Dataset records below:

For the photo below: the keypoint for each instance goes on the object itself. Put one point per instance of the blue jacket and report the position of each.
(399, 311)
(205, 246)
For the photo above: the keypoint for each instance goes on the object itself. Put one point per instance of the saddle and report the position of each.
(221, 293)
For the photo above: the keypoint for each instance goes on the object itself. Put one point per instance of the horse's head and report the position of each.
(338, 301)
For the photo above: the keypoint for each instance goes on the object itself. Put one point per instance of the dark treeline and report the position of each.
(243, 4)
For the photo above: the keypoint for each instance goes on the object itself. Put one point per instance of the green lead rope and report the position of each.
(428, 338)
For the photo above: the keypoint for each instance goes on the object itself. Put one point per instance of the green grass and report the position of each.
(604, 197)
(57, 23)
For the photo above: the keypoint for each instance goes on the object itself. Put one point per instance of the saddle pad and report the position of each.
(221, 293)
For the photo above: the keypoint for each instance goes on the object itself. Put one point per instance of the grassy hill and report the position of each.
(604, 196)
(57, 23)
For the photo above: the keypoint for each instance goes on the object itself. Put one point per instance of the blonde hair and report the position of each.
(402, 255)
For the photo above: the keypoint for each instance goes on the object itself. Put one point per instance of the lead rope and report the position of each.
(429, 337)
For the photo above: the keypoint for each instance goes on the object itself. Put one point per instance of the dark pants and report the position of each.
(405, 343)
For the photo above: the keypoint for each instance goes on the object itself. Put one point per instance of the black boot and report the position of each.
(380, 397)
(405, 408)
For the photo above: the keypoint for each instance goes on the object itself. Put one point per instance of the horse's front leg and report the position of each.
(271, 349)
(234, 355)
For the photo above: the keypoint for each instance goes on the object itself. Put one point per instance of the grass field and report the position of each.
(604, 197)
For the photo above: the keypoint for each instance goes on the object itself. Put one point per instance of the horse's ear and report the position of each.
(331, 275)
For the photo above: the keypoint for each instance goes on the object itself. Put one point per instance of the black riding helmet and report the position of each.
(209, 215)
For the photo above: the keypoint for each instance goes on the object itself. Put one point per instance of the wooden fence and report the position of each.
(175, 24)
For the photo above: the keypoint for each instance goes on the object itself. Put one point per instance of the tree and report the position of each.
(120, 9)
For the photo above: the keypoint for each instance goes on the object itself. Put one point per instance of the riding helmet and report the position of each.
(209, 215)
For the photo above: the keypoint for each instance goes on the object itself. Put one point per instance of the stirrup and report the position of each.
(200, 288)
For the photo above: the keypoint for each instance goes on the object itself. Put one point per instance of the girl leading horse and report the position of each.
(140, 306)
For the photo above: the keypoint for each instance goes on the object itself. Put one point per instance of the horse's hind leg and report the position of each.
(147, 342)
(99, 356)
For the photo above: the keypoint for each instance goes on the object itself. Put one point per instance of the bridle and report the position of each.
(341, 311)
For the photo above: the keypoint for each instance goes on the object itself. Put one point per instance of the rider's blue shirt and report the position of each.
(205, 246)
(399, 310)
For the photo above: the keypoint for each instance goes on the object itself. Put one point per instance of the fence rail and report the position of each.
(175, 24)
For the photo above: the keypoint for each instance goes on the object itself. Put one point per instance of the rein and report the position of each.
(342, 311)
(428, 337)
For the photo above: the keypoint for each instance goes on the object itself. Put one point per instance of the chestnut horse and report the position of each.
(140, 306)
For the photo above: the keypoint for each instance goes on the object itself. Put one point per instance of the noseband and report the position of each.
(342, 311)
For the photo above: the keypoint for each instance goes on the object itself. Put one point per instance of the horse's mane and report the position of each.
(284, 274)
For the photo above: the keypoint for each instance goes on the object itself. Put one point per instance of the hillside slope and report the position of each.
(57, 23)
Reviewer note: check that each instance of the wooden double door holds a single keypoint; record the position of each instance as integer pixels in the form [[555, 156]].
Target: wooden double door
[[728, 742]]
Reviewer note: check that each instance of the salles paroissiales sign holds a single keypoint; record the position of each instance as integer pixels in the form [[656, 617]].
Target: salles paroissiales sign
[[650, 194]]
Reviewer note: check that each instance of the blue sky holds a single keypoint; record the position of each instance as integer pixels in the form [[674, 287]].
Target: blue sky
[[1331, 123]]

End of Dataset records.

- Problem to work on -
Please retype the whole of the material above exactly.

- Written reply -
For the photo below: the keypoint for each instance goes on the object itself. Put one point per instance of the blue jacket and report the position of each.
(399, 311)
(205, 246)
For the photo above: the keypoint for each instance goes on the object itself. Put one point per instance of the saddle and report the position of each.
(221, 293)
For the photo above: the keypoint for each instance goes on the object itself. Put one point per instance of the horse's head and report the position of each.
(338, 301)
For the photo above: the keypoint for each instance goes on the object itself. Put one point per instance of the dark treeline and report the position of each.
(243, 4)
For the photo above: the keypoint for each instance goes on the object itself. Put one point per instance of the green lead rope and report the position of each.
(428, 338)
For the photo above: the keypoint for each instance goes on the object itself. Put one point per instance of the green grass and report the position of each.
(604, 197)
(57, 23)
For the photo above: the keypoint for each instance goes on the object itself. Put one point per instance of the saddle pad and report the position of each.
(221, 293)
For the photo above: the keypoint for each instance goes on the object itself. Put one point per instance of the grassy hill and report the position of each.
(604, 196)
(57, 23)
For the photo above: the keypoint for each instance goes on the object itself. Put one point per instance of the blonde hair and report the position of each.
(402, 255)
For the photo above: the keypoint for each instance goes on the object itself. Put one point per instance of the lead rope and report the position of each.
(429, 337)
For the photo above: the keypoint for each instance goes on the object itself. Put one point per instance of the dark pants and report the position of each.
(405, 343)
For the photo above: the keypoint for each instance goes on the object itself. Put one point per instance of the black boot and report the position of each.
(380, 397)
(405, 408)
For the photo above: the keypoint for each instance goes on the object itself. Put one point per instance of the horse's front leg and report the position of each.
(271, 349)
(234, 355)
For the photo above: the keypoint for each instance goes on the object itself. Put one point per instance of the grass field and report the position of each.
(604, 197)
For the photo above: the keypoint for each instance goes on the object itself. Put one point per instance of the horse's ear and report the position of each.
(331, 275)
For the photo above: the keypoint for each instance goes on the object itself. Put one point per instance of the black riding helmet and report the position of each.
(209, 215)
For the photo above: the keypoint for each instance goes on the object itself. Put one point per instance of the wooden fence and report the position of each.
(175, 24)
For the photo above: the keypoint for each instance goes on the object itself. Put one point per instance of the tree and report the position of each.
(120, 9)
For the photo above: the keypoint for each instance goes on the object itself. Put one point per instance of the riding helmet and report the position of each.
(209, 215)
For the photo above: the keypoint for each instance goes on the object itself. Put one point per instance of the stirrup and report the position of each.
(200, 288)
For the photo above: the keypoint for each instance goes on the object itself. Put one point per instance of the girl leading horse and report the position of each.
(140, 306)
For the photo above: the keypoint for each instance goes on the object itself. Put one point per instance of the horse's hind leg and report the position of each.
(147, 342)
(99, 356)
For the photo above: the keypoint for each instance goes on the object itself. Put one point per instance of the bridle and report the position of each.
(341, 311)
For the photo above: the keypoint for each instance goes on the object itself. Put one point per instance of the rider's blue shirt and report the position of each.
(205, 246)
(399, 310)
For the photo above: the keypoint for each instance goes on the object itself. Put one point per instance of the fence rail and report the position of each.
(175, 24)
For the photo above: the keypoint for each instance goes on the object itself. Put one point per instance of the rein and report the position of each.
(342, 311)
(428, 337)
For the photo above: the keypoint for each instance goes on the object itself. Put one point per instance of the chestnut horse and report the position of each.
(140, 306)
For the photo above: the keypoint for each instance goes on the object itself. Put one point per instance of the noseband and report the position of each.
(342, 311)
For the photo above: the keypoint for each instance goes on the object itself. Put one point per instance of the horse's mane and report the position of each.
(284, 274)
For the photo above: the keypoint for each instance goes on the object itself. Put one point per instance of the hillside slope and report the position of each.
(57, 23)
Reviewer note: check that each instance of the wooden double door holds a single keypoint; record the position of each instance as integer pixels in the form [[555, 156]].
Target: wooden double door
[[728, 742]]
Reviewer note: check that each instance of the salles paroissiales sign holds a single keypoint; record the position of each instance as integer pixels in the form [[656, 617]].
Target: salles paroissiales sign
[[650, 194]]
Reviewer note: check that each instance of the blue sky holds a single keypoint; record the position of each instance as integer pixels in the form [[674, 287]].
Target: blue sky
[[1331, 123]]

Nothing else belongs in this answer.